# Stored data
----------------

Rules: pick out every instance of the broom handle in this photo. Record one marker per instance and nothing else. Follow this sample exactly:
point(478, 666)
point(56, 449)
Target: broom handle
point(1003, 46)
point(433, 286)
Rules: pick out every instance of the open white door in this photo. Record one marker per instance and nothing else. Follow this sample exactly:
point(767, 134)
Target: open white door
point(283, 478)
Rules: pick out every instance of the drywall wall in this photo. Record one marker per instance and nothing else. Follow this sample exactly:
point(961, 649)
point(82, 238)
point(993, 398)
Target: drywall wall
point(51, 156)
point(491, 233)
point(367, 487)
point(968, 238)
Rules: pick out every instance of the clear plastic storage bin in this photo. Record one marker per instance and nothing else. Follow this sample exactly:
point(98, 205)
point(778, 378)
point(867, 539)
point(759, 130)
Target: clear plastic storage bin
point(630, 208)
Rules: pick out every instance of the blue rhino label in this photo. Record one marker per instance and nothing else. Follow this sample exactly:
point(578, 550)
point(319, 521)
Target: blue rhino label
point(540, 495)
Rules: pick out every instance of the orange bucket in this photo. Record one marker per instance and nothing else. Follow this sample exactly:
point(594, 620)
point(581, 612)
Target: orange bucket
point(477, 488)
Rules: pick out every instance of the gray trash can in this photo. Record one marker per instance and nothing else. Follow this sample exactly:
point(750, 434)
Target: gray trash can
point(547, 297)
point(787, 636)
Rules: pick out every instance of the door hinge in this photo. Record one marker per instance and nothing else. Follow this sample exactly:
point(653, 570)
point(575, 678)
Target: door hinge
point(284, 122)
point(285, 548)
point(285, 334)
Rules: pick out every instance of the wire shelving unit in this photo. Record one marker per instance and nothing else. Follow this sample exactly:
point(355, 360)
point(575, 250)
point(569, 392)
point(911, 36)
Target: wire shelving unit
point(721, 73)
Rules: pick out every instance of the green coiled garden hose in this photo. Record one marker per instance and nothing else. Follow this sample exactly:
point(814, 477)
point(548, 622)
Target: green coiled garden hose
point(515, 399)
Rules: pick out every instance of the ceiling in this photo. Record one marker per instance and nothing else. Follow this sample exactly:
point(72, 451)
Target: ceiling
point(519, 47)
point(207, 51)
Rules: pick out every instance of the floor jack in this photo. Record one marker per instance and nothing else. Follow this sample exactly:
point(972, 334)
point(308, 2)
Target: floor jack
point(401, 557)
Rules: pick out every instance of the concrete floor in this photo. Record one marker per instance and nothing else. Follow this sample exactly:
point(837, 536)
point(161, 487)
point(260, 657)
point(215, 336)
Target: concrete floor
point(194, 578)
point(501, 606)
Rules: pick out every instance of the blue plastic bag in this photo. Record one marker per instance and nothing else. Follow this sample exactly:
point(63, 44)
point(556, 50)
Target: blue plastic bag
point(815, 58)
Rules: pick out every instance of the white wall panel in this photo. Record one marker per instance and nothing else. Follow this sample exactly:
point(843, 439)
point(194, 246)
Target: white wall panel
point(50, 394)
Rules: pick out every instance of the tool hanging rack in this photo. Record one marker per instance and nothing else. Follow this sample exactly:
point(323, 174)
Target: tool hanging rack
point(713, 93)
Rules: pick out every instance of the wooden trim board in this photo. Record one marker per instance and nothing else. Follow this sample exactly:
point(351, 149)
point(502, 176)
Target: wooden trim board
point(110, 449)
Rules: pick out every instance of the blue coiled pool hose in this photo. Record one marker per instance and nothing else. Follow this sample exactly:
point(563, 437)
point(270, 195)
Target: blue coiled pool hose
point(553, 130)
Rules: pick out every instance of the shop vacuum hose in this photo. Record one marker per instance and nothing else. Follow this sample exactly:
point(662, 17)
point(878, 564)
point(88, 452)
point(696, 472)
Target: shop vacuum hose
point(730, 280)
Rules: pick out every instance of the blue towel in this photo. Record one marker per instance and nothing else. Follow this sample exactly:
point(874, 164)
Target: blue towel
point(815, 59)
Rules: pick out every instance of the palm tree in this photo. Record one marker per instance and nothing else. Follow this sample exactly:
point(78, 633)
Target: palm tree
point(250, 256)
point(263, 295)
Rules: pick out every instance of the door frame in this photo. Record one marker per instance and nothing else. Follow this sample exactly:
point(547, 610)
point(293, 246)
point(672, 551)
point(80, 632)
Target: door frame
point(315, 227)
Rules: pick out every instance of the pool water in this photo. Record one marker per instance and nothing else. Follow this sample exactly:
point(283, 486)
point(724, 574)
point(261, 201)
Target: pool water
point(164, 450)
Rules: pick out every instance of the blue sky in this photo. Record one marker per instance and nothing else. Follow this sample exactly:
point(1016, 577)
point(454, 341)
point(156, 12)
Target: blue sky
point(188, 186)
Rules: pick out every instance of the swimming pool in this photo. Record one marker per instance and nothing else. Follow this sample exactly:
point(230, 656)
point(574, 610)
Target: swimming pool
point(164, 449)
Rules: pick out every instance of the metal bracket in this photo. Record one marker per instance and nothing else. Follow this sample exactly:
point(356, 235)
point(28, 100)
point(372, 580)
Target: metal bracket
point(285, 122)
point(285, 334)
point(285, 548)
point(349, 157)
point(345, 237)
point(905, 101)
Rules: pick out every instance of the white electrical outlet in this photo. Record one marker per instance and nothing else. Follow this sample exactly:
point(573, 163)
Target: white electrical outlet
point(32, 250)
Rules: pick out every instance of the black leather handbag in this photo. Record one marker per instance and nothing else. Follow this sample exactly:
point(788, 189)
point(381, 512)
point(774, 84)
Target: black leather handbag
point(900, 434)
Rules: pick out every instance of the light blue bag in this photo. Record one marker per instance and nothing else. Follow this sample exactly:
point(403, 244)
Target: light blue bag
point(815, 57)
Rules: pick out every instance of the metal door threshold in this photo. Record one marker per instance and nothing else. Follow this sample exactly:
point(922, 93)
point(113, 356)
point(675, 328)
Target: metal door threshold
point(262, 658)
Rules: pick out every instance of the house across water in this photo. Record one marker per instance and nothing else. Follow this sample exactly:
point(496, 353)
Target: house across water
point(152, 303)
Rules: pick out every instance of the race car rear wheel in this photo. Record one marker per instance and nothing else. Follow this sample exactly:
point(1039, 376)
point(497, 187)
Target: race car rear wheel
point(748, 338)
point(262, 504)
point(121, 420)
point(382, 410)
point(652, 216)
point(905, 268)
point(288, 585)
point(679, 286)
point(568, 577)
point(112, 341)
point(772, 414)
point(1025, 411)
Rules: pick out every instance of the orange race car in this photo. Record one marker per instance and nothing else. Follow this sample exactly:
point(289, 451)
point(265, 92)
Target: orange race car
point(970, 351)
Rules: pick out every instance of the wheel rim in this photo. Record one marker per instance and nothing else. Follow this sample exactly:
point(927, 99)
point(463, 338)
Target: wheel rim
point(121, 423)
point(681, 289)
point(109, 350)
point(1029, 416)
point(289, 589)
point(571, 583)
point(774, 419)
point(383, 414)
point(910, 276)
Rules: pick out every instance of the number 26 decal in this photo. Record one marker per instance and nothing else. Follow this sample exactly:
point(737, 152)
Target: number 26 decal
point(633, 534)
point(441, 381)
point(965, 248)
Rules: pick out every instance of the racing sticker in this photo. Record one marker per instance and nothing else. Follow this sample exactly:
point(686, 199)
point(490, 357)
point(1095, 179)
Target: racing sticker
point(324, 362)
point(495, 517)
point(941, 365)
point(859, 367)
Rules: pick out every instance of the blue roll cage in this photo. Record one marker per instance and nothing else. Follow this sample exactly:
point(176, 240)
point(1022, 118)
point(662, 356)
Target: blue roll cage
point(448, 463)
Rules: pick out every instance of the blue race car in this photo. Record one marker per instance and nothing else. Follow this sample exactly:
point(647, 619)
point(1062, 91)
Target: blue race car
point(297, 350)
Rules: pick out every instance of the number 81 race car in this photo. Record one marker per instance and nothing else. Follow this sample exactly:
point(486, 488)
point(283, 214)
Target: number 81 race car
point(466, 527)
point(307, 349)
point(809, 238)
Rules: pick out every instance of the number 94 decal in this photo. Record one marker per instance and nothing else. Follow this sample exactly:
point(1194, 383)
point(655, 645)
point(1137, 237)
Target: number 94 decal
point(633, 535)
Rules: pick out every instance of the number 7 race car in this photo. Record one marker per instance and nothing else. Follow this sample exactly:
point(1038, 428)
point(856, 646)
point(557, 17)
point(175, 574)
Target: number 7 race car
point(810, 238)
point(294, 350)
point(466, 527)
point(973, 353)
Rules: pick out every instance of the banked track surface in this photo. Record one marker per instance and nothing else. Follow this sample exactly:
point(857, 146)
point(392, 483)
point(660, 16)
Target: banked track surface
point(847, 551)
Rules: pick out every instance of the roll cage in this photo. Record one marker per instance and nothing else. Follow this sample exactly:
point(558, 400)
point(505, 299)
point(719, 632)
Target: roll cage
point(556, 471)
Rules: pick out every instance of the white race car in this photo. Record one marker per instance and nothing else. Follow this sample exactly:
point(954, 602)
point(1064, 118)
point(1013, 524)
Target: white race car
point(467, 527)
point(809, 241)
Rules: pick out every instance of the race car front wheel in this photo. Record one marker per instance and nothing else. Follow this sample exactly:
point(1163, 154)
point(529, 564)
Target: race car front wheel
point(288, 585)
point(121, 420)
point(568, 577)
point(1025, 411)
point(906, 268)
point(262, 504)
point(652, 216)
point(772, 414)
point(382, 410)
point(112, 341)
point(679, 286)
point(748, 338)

----------------

# Your objective
Arrange everything above from the line containing "Rules: pick out every instance of the pool" down to the line containing "point(164, 449)", both included, as a numbered list with no blank lines.

# Finished exercise
1. Rules: pick out every instance of the pool water in this photo. Record one marker per instance and nothing else. Follow this sample exactly:
2. point(283, 486)
3. point(724, 574)
4. point(261, 201)
5. Target: pool water
6. point(164, 450)
7. Rules: pick out every instance of the blue sky in this photo. Record one marker per instance and nothing else. Follow this sample exactly:
8. point(1016, 577)
9. point(454, 341)
10. point(156, 12)
11. Target: blue sky
12. point(188, 186)
13. Rules: pick out every instance of the swimming pool in this photo. Record one marker per instance and nothing else. Follow this sample exactly:
14. point(230, 656)
15. point(574, 610)
16. Target: swimming pool
17. point(164, 449)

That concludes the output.